• Set problem: Reproduce the lines below character for character, starting with the line that contains "Could you kindly segment every instance of the calm sea" and ending with the line that contains "[[0,257],[1,305],[203,304],[203,251],[23,254]]", with both of those lines included.

• Data listing:
________________________________________

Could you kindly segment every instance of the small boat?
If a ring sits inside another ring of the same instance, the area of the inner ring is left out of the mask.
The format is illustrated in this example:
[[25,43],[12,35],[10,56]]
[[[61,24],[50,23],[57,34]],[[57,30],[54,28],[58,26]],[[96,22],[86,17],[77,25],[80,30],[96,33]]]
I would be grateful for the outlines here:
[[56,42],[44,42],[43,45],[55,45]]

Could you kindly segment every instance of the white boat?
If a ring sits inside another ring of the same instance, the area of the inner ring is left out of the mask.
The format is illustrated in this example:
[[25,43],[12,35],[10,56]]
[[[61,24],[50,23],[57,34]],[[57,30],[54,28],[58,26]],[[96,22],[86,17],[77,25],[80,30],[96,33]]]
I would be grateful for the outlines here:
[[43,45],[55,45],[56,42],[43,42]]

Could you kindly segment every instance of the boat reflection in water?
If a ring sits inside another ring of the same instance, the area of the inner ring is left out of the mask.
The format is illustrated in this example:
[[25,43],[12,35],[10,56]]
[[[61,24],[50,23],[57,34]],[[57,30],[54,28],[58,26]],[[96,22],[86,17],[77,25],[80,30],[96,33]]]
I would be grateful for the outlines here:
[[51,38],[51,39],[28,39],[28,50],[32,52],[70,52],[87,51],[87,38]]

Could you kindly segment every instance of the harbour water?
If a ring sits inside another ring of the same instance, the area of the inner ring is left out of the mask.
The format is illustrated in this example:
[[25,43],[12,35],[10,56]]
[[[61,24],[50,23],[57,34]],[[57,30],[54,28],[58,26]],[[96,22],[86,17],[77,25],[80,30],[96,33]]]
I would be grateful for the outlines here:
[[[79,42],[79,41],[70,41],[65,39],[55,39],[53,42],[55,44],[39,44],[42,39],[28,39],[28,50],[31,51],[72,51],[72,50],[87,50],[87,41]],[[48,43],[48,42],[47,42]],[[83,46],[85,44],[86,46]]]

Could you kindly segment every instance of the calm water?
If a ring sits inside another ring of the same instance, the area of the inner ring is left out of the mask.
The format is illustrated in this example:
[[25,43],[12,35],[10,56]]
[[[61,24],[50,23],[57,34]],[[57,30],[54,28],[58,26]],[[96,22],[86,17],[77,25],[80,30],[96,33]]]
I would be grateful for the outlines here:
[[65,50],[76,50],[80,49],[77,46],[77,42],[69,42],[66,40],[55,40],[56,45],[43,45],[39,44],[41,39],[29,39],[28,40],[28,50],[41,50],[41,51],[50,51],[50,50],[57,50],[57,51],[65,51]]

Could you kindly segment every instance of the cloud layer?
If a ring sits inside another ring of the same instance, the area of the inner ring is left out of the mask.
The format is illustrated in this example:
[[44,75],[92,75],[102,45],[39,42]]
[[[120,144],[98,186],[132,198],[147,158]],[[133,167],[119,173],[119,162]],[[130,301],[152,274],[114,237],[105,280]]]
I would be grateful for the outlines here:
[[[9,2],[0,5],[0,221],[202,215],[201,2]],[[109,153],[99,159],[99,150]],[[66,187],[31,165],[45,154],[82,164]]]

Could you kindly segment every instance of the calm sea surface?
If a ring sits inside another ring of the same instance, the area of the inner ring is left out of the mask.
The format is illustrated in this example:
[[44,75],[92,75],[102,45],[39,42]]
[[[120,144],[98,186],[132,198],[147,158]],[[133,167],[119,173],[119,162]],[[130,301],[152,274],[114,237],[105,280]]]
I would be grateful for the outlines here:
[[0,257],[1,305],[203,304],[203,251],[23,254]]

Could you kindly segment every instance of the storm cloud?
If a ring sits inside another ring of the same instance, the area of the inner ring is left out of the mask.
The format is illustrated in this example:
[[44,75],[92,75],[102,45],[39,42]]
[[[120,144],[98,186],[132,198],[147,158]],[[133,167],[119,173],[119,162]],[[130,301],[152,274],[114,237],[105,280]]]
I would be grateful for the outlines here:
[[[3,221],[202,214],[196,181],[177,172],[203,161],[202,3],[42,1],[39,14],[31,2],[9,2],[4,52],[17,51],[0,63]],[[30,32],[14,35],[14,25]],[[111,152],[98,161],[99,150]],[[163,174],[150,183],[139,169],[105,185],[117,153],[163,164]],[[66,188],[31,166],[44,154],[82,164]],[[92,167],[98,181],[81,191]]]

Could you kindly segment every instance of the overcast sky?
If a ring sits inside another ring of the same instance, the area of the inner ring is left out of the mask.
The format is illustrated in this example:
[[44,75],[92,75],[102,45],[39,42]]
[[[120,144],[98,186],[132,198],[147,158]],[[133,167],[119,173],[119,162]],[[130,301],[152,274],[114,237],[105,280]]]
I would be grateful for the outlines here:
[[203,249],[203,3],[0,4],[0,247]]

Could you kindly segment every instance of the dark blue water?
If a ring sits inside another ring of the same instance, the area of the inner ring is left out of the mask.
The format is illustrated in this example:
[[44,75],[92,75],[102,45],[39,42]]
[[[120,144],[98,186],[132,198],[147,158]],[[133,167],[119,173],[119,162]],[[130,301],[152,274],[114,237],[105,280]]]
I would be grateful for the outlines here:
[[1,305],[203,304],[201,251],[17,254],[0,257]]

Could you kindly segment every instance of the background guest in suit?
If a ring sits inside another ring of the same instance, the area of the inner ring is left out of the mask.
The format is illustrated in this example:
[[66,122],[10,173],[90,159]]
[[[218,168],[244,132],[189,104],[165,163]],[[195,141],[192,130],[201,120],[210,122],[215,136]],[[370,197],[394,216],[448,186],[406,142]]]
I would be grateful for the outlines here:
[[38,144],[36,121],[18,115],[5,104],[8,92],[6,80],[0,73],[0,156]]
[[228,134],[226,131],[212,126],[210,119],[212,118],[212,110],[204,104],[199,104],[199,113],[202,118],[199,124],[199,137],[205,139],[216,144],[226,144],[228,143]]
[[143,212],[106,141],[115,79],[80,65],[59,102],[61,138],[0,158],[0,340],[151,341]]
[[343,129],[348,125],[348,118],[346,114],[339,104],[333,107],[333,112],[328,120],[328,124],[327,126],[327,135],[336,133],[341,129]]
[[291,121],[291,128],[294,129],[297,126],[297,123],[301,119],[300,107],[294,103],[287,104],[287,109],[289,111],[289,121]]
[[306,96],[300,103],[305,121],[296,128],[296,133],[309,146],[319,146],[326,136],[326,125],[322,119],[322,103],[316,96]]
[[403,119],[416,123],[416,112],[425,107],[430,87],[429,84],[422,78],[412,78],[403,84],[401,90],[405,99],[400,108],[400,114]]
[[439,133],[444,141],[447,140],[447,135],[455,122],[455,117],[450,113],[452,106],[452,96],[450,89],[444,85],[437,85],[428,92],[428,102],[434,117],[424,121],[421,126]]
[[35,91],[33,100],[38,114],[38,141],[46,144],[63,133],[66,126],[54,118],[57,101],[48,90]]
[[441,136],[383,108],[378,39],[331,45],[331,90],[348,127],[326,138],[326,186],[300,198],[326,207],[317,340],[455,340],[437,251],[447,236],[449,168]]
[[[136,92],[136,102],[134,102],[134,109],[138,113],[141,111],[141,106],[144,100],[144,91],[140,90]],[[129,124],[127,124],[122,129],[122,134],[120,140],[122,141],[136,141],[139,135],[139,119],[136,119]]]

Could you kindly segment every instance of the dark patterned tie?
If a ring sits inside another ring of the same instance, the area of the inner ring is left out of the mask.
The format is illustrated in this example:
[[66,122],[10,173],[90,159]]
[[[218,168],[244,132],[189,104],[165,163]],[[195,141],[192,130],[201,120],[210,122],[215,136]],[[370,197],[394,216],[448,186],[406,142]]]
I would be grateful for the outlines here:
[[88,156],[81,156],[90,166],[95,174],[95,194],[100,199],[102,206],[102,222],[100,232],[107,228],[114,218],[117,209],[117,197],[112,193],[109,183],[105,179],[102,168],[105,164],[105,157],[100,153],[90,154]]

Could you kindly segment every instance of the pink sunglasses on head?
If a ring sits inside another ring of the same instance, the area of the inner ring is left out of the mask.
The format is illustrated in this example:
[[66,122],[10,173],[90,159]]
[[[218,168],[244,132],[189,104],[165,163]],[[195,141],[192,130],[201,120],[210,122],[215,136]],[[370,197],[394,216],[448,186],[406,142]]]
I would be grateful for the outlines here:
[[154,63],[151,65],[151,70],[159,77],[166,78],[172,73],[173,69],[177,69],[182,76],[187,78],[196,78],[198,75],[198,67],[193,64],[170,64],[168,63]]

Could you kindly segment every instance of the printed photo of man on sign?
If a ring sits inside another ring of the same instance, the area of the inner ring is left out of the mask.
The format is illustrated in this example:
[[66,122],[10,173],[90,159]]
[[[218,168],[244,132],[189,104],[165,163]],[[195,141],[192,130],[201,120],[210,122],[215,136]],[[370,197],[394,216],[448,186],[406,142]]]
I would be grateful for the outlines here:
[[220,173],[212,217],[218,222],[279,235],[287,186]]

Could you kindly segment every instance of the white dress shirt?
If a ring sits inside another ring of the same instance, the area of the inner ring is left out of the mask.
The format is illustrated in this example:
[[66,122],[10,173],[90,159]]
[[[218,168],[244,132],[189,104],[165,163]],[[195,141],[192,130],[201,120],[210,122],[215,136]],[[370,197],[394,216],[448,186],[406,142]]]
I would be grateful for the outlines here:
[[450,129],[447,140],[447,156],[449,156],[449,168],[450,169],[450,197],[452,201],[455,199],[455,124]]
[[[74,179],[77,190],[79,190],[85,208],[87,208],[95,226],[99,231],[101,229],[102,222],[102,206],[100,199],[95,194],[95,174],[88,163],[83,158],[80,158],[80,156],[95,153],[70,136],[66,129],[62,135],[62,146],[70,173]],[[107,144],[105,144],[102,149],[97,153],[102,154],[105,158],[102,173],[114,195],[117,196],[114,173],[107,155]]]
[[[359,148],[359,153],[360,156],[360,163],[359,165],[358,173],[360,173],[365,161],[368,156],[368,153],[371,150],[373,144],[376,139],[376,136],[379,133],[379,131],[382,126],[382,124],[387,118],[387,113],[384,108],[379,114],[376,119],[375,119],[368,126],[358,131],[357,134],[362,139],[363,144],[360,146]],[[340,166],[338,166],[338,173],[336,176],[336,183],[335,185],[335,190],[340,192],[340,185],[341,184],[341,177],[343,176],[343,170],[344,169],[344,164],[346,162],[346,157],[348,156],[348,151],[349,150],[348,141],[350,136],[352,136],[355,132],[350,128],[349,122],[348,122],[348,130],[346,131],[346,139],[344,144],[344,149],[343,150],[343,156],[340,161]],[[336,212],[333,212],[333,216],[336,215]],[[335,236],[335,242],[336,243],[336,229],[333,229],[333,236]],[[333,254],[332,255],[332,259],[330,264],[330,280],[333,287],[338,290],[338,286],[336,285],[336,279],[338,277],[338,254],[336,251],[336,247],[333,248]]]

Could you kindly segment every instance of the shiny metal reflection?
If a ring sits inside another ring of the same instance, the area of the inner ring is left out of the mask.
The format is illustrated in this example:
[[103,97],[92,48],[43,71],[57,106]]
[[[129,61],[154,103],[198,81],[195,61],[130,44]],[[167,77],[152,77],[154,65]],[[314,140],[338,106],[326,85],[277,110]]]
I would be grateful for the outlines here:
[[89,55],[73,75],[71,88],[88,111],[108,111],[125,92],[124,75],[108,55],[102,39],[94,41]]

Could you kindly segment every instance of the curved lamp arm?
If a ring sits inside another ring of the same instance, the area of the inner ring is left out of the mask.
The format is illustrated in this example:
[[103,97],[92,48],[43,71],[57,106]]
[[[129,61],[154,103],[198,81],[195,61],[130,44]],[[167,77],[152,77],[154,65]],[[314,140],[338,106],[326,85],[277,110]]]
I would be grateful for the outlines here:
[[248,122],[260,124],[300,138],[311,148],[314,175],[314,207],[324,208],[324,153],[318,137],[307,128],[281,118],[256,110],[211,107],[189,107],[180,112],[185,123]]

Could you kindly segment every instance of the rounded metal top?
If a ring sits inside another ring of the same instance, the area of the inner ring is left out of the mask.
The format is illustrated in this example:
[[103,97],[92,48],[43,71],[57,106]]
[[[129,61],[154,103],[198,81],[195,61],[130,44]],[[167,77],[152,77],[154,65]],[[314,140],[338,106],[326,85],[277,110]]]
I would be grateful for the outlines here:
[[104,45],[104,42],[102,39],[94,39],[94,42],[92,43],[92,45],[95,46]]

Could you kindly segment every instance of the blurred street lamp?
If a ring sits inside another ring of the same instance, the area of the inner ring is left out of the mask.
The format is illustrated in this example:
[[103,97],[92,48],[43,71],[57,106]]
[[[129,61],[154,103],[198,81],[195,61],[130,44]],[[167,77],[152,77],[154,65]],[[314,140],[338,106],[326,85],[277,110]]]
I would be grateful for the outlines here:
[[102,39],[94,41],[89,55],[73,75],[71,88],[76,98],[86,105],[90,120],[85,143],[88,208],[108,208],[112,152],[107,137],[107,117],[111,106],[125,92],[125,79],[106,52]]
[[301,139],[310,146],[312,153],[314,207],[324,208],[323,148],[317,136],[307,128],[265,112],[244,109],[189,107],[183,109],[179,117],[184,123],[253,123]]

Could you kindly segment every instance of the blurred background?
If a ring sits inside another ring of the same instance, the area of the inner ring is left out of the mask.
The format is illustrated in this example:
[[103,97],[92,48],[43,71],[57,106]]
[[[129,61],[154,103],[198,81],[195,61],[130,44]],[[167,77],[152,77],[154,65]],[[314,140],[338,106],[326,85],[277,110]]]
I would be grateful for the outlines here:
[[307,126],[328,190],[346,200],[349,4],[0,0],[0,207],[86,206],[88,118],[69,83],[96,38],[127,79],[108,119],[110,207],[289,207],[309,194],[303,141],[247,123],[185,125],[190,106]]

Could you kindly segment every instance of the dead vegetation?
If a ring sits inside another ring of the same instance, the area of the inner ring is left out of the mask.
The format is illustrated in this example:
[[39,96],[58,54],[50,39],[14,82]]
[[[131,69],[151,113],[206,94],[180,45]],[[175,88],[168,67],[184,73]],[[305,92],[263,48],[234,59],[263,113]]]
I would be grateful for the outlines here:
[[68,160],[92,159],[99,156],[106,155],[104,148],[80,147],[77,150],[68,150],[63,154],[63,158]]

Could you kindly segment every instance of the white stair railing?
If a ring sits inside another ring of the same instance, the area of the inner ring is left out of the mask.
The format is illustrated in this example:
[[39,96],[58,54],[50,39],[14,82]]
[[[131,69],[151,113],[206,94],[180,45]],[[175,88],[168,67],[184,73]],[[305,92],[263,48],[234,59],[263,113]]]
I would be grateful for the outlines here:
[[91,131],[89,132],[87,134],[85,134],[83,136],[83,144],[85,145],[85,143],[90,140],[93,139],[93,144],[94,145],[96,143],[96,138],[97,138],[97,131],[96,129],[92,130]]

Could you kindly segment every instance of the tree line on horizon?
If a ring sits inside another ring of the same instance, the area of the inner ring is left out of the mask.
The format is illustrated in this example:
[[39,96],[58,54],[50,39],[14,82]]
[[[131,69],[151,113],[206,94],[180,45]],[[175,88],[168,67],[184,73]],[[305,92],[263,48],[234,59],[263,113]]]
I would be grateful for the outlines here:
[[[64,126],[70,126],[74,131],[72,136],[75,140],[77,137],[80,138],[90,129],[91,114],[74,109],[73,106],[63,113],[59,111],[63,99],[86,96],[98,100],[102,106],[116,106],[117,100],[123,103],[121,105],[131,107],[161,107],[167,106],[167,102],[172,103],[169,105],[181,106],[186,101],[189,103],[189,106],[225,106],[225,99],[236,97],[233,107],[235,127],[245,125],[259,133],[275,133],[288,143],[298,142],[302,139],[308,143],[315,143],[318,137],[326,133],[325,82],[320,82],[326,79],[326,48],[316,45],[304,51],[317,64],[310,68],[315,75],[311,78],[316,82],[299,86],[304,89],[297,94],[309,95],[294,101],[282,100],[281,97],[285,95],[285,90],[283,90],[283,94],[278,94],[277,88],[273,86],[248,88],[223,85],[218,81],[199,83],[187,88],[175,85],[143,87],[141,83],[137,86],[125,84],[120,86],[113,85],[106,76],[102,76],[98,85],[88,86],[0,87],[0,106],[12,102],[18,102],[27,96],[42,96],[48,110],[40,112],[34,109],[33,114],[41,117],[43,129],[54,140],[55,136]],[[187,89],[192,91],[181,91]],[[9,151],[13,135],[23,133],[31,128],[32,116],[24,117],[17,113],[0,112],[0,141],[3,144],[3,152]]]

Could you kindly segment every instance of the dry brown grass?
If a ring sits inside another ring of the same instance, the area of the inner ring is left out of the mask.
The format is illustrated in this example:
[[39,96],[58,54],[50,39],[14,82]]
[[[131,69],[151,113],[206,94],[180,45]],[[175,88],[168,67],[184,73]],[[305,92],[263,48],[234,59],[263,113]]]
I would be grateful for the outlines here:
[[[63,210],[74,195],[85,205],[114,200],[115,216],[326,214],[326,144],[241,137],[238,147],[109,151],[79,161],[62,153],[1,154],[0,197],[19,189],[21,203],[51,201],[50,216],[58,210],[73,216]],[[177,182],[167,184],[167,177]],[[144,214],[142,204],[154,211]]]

________________________________________

• Response to the exercise:
Could you kindly segment every instance of the calm sea surface?
If a ring sits inside another ring of the same instance, the area of the inner ring is left out of the mask.
The format is illustrated in this example:
[[44,75],[92,75],[102,45],[39,42]]
[[[120,144],[98,186],[132,198],[147,158]],[[133,167],[119,173],[119,162]],[[130,301],[152,274],[114,237],[105,280]]]
I would be grateful for the outlines here:
[[0,257],[1,305],[203,304],[203,251],[23,254]]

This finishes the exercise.